╭─ SOURCE DATA

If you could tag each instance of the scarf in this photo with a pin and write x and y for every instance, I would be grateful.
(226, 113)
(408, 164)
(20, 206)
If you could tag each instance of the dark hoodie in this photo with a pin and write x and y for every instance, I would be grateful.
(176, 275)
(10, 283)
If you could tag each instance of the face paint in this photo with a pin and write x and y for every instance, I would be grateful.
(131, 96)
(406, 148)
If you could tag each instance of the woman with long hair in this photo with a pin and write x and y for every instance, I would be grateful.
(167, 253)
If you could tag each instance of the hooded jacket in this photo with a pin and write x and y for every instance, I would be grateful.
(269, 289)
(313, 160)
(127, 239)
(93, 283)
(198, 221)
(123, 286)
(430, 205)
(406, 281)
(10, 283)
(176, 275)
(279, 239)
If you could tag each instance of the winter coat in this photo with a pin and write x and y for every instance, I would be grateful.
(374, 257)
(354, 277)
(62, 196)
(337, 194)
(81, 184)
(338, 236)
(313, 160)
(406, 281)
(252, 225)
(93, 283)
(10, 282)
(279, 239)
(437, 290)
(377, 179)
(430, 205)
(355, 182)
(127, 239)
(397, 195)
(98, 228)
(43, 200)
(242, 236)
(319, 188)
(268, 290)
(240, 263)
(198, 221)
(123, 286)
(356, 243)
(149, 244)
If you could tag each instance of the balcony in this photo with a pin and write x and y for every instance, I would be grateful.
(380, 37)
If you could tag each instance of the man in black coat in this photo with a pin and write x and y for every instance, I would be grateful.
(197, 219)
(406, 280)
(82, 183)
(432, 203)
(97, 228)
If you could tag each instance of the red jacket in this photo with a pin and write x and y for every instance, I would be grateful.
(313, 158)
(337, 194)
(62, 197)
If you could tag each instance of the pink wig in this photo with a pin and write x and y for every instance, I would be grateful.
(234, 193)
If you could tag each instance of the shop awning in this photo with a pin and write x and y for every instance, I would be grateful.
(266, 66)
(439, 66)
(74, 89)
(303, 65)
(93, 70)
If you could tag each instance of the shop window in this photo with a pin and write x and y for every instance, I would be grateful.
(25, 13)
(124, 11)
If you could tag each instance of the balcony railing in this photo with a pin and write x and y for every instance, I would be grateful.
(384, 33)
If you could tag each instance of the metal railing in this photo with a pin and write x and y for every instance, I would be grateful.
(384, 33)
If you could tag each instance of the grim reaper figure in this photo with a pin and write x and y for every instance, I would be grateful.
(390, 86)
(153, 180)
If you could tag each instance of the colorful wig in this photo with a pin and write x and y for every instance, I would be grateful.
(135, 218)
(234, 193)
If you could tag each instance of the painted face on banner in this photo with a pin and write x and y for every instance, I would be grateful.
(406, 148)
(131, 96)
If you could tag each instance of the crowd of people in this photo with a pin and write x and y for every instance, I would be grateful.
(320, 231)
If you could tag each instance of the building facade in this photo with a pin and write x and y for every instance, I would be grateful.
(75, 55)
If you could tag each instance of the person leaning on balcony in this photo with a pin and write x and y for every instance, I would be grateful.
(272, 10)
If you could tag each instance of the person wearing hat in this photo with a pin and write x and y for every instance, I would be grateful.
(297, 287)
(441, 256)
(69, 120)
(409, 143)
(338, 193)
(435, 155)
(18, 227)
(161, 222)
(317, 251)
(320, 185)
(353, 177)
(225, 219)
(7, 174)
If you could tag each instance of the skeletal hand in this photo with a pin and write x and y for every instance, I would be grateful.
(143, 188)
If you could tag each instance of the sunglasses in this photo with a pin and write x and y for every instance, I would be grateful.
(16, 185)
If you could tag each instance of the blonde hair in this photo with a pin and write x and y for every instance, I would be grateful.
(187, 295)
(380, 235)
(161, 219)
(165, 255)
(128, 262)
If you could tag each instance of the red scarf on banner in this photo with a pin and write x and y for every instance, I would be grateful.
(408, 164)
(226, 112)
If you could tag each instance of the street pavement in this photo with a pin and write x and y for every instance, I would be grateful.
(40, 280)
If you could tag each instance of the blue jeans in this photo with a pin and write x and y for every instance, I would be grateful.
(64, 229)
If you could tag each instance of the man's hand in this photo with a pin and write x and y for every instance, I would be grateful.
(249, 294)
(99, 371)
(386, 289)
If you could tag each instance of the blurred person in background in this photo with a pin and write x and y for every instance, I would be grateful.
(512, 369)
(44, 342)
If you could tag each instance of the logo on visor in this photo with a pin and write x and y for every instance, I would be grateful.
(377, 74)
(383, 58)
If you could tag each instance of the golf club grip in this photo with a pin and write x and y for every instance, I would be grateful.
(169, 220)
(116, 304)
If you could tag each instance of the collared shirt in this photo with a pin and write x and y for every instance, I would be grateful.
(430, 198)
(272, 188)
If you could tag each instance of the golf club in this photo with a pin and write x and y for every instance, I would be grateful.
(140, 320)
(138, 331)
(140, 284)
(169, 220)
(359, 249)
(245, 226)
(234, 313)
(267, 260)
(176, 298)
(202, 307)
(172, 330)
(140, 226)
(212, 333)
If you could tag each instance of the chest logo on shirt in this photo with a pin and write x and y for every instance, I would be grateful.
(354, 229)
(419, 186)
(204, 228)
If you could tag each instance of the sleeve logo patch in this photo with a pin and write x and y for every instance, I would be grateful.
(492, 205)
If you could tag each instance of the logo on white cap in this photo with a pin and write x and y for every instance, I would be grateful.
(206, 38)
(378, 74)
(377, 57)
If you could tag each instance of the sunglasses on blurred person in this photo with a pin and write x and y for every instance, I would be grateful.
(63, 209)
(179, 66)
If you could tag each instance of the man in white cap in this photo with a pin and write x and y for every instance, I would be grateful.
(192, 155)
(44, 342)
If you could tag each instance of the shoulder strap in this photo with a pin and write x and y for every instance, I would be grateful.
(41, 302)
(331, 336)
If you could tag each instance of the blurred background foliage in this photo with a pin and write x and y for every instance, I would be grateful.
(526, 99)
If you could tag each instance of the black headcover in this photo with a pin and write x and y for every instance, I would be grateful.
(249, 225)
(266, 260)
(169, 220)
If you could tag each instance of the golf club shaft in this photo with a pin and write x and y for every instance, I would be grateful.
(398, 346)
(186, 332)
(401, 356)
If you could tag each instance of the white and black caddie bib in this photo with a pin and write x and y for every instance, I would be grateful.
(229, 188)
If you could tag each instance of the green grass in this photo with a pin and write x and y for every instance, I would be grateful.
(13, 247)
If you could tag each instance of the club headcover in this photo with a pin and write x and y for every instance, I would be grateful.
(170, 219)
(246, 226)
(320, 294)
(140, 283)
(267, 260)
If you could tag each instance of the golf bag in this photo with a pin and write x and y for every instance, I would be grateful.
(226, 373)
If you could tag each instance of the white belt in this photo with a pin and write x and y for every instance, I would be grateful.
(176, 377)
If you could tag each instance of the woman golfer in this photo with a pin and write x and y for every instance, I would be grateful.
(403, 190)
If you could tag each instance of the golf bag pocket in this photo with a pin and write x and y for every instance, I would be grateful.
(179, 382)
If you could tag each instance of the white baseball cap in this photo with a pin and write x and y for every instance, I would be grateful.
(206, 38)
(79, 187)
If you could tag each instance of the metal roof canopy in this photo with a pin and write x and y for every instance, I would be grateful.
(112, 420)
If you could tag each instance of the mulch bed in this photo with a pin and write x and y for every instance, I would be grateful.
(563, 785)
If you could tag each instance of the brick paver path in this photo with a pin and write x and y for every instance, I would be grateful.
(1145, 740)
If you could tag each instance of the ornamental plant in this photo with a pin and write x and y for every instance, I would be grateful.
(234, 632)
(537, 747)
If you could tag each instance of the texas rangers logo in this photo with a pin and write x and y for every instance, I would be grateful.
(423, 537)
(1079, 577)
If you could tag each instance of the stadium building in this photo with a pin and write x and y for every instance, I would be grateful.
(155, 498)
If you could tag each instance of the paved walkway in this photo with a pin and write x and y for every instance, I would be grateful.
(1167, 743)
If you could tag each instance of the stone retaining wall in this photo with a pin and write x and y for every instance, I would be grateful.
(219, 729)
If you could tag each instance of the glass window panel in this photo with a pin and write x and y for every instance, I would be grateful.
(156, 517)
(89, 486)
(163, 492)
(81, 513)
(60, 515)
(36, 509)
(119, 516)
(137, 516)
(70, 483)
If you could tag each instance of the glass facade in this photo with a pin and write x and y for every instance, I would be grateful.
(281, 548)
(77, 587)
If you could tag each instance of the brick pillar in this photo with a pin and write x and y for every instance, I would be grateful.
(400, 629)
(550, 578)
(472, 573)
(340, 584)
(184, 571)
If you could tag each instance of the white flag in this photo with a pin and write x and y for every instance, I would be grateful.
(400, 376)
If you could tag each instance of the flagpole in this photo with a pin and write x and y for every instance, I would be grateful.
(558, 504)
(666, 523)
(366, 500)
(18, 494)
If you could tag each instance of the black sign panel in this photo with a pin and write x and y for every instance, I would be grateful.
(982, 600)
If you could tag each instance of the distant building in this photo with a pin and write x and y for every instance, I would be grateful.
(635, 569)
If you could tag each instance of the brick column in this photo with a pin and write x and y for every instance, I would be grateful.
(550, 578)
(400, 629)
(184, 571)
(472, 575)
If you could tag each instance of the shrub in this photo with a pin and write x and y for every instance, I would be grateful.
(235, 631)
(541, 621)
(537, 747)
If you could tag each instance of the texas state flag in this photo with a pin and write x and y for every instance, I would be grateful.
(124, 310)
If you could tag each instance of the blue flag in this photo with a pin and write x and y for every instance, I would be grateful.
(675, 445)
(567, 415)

╰─

[ABOUT THIS TASK]: Reply with the lines from the one that contains "If you could tag each instance of the flagpole" through the last line of the material above, copied exactly and nothing else.

[ANSWER TO THIS PROBLEM]:
If you could tag each instance of the flagpole in this photo with a pin and write x and y for every instance, I would be grateful.
(558, 504)
(666, 523)
(366, 500)
(18, 494)
If you could tag each instance of the black sign panel in this photo with a pin and write x and y for every instance, I would be grateful.
(982, 600)
If you could tag each instance of the distant building in this photo with a pin and write x and y for every instance, I would be grateful.
(635, 569)
If you could tag each instance of the brick column in this photo with a pin and write x and y for every instance, I would be grateful.
(550, 578)
(400, 629)
(184, 571)
(472, 575)
If you could tag each instance of the shrub in this photo with a pin and write x and y for every instance, I would be grateful.
(235, 631)
(541, 621)
(537, 747)
If you could tag each instance of the texas state flag in this photo with a pin and write x and y for every instance, I would be grateful.
(124, 310)
If you could tag each instance of the blue flag in this photo with a pin and write x and y for every instance, I would be grateful.
(675, 445)
(567, 415)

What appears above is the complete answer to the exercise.